• Work to be completed:
Check every line of the data below for the word "water". Copy the ones that have it.

• Records shown:

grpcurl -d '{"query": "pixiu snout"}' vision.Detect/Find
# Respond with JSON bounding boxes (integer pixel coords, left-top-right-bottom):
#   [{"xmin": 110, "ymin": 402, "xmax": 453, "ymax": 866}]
* * *
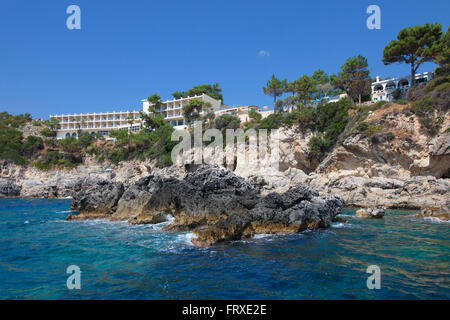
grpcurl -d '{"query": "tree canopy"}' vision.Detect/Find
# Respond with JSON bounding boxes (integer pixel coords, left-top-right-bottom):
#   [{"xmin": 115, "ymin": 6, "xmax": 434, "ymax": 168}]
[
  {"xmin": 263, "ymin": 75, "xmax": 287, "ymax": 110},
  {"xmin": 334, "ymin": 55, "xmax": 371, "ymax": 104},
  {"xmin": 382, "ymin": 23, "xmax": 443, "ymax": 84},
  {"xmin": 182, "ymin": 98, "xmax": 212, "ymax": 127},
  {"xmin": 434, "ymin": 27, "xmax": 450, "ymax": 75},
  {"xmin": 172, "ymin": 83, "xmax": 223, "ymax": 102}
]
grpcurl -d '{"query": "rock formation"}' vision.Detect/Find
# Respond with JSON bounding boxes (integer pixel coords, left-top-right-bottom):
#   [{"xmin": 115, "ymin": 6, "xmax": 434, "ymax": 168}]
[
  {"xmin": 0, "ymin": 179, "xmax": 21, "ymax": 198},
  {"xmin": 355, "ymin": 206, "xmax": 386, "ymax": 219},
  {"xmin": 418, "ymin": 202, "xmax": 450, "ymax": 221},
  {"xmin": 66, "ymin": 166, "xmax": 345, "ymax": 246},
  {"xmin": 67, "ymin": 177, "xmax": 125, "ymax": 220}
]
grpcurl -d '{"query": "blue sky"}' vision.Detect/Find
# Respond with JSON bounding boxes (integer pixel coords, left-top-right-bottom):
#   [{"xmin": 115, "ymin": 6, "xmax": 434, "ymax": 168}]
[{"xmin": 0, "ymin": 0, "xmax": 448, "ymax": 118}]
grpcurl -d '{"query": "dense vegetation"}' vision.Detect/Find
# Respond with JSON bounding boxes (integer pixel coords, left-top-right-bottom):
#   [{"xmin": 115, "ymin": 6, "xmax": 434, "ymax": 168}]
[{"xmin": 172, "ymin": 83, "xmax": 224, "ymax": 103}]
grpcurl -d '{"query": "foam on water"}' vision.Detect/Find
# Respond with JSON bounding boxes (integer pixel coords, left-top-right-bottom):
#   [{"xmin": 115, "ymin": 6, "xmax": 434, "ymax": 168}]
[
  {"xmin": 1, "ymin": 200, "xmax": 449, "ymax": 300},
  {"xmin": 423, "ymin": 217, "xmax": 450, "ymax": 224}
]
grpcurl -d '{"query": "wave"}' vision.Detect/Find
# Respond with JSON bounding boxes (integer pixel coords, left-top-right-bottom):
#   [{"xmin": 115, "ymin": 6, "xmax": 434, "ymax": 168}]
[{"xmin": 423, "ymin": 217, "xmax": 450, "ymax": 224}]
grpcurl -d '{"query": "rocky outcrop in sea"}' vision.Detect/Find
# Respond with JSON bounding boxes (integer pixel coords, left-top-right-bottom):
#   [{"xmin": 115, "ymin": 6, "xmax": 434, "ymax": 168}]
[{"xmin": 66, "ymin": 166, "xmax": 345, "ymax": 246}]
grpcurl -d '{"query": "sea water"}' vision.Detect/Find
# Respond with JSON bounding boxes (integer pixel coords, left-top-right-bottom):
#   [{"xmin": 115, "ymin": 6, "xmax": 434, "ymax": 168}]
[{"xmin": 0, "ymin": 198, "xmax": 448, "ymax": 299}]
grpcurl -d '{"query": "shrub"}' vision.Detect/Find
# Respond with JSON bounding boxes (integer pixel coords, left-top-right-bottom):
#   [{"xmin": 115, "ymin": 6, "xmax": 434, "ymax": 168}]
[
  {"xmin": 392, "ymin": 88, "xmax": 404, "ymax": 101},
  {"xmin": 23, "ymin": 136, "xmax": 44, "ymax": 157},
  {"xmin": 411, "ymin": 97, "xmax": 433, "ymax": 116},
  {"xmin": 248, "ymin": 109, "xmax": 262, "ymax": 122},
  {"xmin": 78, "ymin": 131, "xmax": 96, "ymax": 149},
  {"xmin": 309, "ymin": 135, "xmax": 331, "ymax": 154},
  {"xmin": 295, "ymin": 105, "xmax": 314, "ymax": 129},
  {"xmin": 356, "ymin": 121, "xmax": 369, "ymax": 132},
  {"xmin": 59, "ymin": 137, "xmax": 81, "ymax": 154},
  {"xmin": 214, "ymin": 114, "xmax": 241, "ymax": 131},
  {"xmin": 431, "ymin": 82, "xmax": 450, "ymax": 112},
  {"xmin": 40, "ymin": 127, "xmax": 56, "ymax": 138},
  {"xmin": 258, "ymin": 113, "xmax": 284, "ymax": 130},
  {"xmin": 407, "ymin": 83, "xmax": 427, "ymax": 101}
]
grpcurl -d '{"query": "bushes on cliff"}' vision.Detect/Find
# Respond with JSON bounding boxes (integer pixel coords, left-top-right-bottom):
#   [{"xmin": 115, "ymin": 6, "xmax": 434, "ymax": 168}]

• Answer to this problem:
grpcurl -d '{"query": "foam on water"}' vision.Detect/Find
grpcurl -d '{"query": "sea water"}' vision.Detect/Find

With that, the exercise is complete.